DO THIS: Can you arrange all of the material below as a Markdown table with the columns "Row" and "Line", giving each line its own numbered row and leaving out the blank lines?

SUPPLIED RECORDS:
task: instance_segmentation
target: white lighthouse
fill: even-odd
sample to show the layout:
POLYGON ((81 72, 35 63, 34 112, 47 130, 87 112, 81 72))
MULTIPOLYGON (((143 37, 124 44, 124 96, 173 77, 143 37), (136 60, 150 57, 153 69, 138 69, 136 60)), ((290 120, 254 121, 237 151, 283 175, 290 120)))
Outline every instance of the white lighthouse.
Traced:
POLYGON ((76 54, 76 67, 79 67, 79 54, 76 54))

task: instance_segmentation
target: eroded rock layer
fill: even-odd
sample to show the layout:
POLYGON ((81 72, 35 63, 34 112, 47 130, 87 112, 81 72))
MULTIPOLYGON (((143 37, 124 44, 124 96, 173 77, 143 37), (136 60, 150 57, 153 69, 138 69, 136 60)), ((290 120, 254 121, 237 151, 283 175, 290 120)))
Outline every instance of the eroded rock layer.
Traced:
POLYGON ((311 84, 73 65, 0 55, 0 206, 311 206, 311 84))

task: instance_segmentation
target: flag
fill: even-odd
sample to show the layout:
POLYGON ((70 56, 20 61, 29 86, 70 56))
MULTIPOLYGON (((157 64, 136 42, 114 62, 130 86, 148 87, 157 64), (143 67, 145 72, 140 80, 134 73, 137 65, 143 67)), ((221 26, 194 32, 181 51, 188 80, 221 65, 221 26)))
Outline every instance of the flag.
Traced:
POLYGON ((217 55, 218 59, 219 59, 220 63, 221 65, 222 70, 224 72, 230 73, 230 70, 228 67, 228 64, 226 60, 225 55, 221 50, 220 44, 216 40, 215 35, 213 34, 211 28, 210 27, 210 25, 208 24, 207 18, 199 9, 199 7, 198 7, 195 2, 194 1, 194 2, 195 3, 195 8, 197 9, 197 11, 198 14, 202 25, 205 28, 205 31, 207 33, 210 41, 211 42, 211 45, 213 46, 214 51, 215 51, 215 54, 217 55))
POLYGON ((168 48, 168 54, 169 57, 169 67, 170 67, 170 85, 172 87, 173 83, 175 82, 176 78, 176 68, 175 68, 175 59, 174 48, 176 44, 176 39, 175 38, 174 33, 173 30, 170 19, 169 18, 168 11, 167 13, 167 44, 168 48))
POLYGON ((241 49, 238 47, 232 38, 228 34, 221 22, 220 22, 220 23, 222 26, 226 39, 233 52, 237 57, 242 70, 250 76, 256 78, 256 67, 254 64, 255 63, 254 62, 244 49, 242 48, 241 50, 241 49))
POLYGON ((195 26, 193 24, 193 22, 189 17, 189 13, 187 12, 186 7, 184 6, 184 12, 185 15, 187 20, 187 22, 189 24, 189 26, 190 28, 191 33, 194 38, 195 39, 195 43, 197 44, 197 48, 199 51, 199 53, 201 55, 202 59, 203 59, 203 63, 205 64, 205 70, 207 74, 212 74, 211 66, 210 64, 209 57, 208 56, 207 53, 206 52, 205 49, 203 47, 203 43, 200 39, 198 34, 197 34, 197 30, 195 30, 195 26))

THE SOLUTION:
| Row | Line |
|---|---|
| 1 | task: instance_segmentation |
| 2 | target: white lighthouse |
| 3 | fill: even-odd |
| 4 | sample to show the layout: |
| 5 | POLYGON ((81 72, 35 63, 34 112, 47 130, 87 112, 81 72)) |
| 6 | MULTIPOLYGON (((143 37, 124 44, 124 96, 173 77, 143 37), (136 60, 150 57, 153 69, 138 69, 136 60)), ((290 120, 254 121, 237 151, 283 175, 290 120))) |
| 7 | Outline every instance of the white lighthouse. |
| 8 | Traced: |
| 9 | POLYGON ((76 54, 76 67, 79 67, 79 54, 76 54)) |
| 10 | task: instance_segmentation |
| 11 | target: eroded rock layer |
| 12 | fill: even-odd |
| 13 | sample to show the layout: |
| 14 | POLYGON ((81 72, 35 63, 34 112, 47 130, 87 112, 81 72)) |
| 15 | MULTIPOLYGON (((143 37, 124 44, 124 96, 173 77, 143 37), (136 60, 150 57, 153 69, 138 69, 136 60)), ((290 120, 254 121, 237 151, 283 175, 290 120))) |
| 16 | Outline every instance of the eroded rock layer. |
| 17 | Traced: |
| 18 | POLYGON ((311 84, 73 65, 0 55, 0 206, 311 206, 311 84)) |
| 19 | task: instance_segmentation |
| 20 | target: flag |
| 21 | fill: even-odd |
| 22 | sample to show the layout: |
| 23 | POLYGON ((70 56, 20 61, 29 86, 70 56)) |
| 24 | MULTIPOLYGON (((157 64, 136 42, 114 62, 130 86, 148 87, 157 64), (143 67, 145 72, 140 80, 134 73, 137 65, 143 67)), ((221 26, 194 32, 181 51, 188 80, 221 65, 221 26))) |
| 25 | Outline every instance of the flag. |
| 26 | Traced: |
| 27 | POLYGON ((217 55, 218 59, 219 59, 220 63, 221 65, 222 70, 224 72, 230 73, 230 70, 228 67, 228 64, 226 60, 225 55, 221 50, 220 44, 216 40, 215 35, 213 34, 211 28, 210 27, 210 25, 208 24, 207 18, 199 9, 199 7, 198 7, 195 2, 194 1, 194 2, 195 3, 195 8, 197 9, 197 11, 198 14, 202 25, 205 28, 205 31, 207 33, 210 41, 211 42, 211 45, 213 46, 214 51, 215 51, 215 54, 217 55)) |
| 28 | POLYGON ((168 48, 168 54, 169 57, 169 67, 170 67, 170 85, 172 87, 173 83, 175 82, 176 78, 176 68, 175 68, 175 59, 174 48, 176 44, 176 39, 175 38, 174 33, 173 30, 170 19, 169 18, 168 11, 167 13, 167 44, 168 48)) |
| 29 | POLYGON ((241 49, 238 47, 232 38, 228 34, 221 22, 220 22, 220 23, 222 26, 226 39, 233 52, 237 57, 242 70, 250 76, 256 78, 256 67, 254 64, 255 63, 254 62, 244 49, 242 48, 241 50, 241 49)) |
| 30 | POLYGON ((195 26, 193 24, 193 22, 189 17, 189 13, 187 12, 186 7, 184 6, 184 12, 185 15, 187 20, 187 22, 189 24, 189 26, 190 28, 191 33, 194 38, 195 39, 195 43, 197 44, 197 48, 199 51, 199 53, 201 55, 202 59, 203 59, 203 63, 205 64, 205 70, 207 74, 212 74, 211 66, 210 64, 209 57, 208 56, 207 53, 206 52, 205 49, 203 47, 203 43, 200 39, 198 34, 197 34, 197 30, 195 30, 195 26)) |